[[ Excerpt provided, beginning ]]
Javita Thompson, a member of Elizabethtown College’s Senior Leadership Team and Director of the Center for Community and Civic Engagement, started her journey in a different way. Thompson left college at 19-years-old and returned years later after having two kids, a husband and a mortgage. She reached the decision to return to school after evaluating what she enjoyed most at her job, which was the community engagement components.
“I loved connecting people. I like programming. I like being out in the community and doing community service. I loved building relationships. I need that job.”
She went on to complete her undergraduate degree in communications from Millersville University in only two years. Thompson attended classes all the way through from that first summer back to her final spring semester two years later. Her final semester consisted of two courses, an internship and a graduate course her mentor recommended. This pushed Thompson to pursue her master’s degree in emergency management.
“I was going to be doing crisis communication because this was very soon after Hurricane Katrina,” Thompson said. “The things that were shown [on television] were vulnerable people who needed food and medications, looting places when it was a survival method when we didn’t do our part and that we could have done a better job…. I want to be that person to really put a different spin on what was happening at that time, in that space.”
Someone who inspires Thompson is, Liz Ackerman, current executive director of Northern Lancaster Chamber of Commerce, who worked for Junior Achievement of Central Pa while Thompson started volunteering. Throughout her years there, she watched Ackerman steer the young people they mentored in the right direction.
Ackerman created a program with Junior Achievement that bused female high school students from several places to Elizabethtown College. These young women would sit at round tables to discuss career aspirations, what volunteers at Junior Achievement were doing with their careers, professional demeanor and much more.
On top of her work with Elizabethtown College and Junior Achievement, Thompson has worked in a variety of other roles including Leadership Lancaster, United Way of Lancaster County’s Impact Committee, graduate assistant at Millersville University and a professional staff role at Shippensburg University. “The journey of being in higher education and the work that comes along with it is super rewarding and it makes you really appreciate what you do.”
Thompson, leaves young women getting into nonprofit work this advice: “Grab a friend and go and do something. Get involved in some way, volunteer in some way. Whether it’s at a shelter or a food bank or an animal shelter. Whatever the vision turn it into an opportunity that could really turn into something more.”
[[ Excerpt provided, end ]]
__Exercise aim__
In the profile of Javita Thompson, rewrite the part from "Someone who inspires" to "the right direction.", replacing "steer" with "guide".
[[ Source material, beginning ]]
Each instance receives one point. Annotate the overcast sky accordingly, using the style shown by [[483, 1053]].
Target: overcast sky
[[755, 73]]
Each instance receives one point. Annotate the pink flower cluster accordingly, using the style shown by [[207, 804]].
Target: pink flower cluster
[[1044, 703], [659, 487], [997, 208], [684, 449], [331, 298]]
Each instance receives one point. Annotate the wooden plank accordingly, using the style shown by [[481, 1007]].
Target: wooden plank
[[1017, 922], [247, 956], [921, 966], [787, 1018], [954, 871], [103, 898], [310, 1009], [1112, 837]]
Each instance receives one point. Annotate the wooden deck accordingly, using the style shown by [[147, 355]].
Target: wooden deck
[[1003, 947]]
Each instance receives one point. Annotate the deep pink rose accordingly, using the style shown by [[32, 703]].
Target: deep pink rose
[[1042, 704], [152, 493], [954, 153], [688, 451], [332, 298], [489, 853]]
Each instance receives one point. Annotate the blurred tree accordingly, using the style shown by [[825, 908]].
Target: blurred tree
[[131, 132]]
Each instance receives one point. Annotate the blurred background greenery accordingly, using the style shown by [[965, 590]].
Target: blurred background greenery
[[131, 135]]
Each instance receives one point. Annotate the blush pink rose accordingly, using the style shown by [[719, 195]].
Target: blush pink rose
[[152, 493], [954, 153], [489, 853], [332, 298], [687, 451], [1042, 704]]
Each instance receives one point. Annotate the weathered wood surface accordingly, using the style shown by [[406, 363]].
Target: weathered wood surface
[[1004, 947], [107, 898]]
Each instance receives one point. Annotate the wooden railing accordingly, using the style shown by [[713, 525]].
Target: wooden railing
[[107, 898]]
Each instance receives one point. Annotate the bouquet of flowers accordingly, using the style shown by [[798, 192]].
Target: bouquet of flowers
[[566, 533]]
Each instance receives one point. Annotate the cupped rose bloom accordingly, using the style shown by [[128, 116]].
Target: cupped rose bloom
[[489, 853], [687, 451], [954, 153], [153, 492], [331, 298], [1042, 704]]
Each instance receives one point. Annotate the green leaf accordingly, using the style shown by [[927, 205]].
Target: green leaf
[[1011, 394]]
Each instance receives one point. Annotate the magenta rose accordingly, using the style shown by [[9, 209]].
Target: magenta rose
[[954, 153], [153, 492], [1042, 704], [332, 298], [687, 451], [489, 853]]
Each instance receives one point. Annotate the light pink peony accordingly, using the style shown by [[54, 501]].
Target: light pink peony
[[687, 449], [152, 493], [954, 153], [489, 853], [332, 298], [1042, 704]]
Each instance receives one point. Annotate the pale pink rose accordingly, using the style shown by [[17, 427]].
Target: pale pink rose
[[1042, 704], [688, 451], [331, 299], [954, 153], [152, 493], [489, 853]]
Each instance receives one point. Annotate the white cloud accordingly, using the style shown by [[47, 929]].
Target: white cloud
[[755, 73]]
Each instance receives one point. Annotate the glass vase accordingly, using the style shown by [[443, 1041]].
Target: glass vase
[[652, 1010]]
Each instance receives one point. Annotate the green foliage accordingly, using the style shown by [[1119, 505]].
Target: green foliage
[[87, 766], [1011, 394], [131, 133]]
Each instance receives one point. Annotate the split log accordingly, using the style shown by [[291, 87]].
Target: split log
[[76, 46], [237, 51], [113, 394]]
[[ Source material, end ]]
__Your solution__
Someone who inspires Thompson is, Liz Ackerman, current executive director of Northern Lancaster Chamber of Commerce, who worked for Junior Achievement of Central Pa while Thompson started volunteering. Throughout her years there, she watched Ackerman guide the young people they mentored in the right direction.